Stored data entries:
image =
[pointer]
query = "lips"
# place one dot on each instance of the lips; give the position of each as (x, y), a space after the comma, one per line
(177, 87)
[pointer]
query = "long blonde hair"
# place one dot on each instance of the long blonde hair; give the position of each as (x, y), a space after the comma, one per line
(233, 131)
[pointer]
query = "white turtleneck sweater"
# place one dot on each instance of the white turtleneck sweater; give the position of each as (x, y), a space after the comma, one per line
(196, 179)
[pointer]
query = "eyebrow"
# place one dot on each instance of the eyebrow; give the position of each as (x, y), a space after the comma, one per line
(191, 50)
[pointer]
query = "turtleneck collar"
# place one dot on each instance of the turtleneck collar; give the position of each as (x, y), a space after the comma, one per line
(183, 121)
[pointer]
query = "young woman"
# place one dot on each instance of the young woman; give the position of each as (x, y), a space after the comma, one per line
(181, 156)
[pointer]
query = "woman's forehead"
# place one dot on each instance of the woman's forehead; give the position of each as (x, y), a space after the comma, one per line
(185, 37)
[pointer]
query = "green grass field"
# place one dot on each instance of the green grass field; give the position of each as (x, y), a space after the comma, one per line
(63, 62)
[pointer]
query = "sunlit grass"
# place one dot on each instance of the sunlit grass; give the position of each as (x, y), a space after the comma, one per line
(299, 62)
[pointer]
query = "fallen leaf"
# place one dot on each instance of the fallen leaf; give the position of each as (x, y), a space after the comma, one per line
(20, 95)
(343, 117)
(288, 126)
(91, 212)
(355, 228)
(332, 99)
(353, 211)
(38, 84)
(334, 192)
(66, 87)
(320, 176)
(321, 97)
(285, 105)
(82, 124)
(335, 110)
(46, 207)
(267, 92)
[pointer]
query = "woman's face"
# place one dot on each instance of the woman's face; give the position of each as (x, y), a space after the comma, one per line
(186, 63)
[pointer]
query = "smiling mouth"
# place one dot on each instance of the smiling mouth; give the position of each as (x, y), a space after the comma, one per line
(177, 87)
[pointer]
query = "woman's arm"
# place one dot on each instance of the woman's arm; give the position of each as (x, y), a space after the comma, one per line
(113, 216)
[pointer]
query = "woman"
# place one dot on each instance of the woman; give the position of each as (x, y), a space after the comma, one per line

What is being asked> Copy out every record exactly; leave nothing out.

Problem solution>
image =
[pointer]
query = "lips"
# place one dot on each instance of the lips; give the position of each as (x, y), a space after the comma, one per line
(177, 87)
[pointer]
query = "long blonde hair"
# place one dot on each instance of the long blonde hair; give the position of each as (x, y), a space after the comma, one per line
(233, 131)
[pointer]
query = "white turtleneck sweater"
# place one dot on each instance of the white turtleneck sweater; give the position of each as (x, y), a space after the comma, one per line
(196, 179)
[pointer]
query = "eyebrow"
# place one dot on each instance of the eyebrow; give the position of each as (x, y), a space after the comma, one per line
(191, 50)
[pointer]
query = "turtleneck collar"
# place one dot on each instance of the turtleneck collar; give the position of each as (x, y), a space after the comma, one per line
(183, 121)
[pointer]
query = "young woman"
# place one dot on each instance of the young woman; give the position of each as (x, y), a space after the comma, one per line
(181, 156)
[pointer]
query = "woman's forehead"
# place one dot on each instance of the woman's forehead; give the position of each as (x, y), a space after the comma, one per line
(185, 37)
[pointer]
query = "green grass field"
# place one dot on each instance of the green grass field; give the position of each as (x, y), a space after the comma, one per line
(63, 62)
[pointer]
query = "sunlit grass"
# place one dot on each instance of the sunlit grass; give the position of each as (x, y), a space after the comma, one per line
(299, 62)
[pointer]
query = "fallen leaf"
# place one dot on each instance of the fallen leaf; give the position of each as (x, y), a space after the comma, one per line
(20, 95)
(343, 117)
(288, 126)
(91, 212)
(355, 228)
(332, 99)
(353, 211)
(38, 84)
(334, 192)
(66, 87)
(320, 176)
(321, 97)
(285, 105)
(82, 124)
(335, 110)
(46, 207)
(267, 92)
[pointer]
query = "woman's face"
# place one dot on each instance of the woman's face; give the position of each as (x, y), a space after the comma, one per line
(186, 63)
[pointer]
query = "smiling mouth"
# place one dot on each instance of the smiling mouth; give the position of each as (x, y), a space after the comma, one per line
(177, 87)
[pointer]
query = "woman's arm"
# place one dot on each instance of the woman's arm; give the position of each as (x, y), a space after the comma, one per line
(113, 216)
[pointer]
query = "woman"
# place one dot on each instance of the woman; give the position of each as (x, y), a space after the comma, one per line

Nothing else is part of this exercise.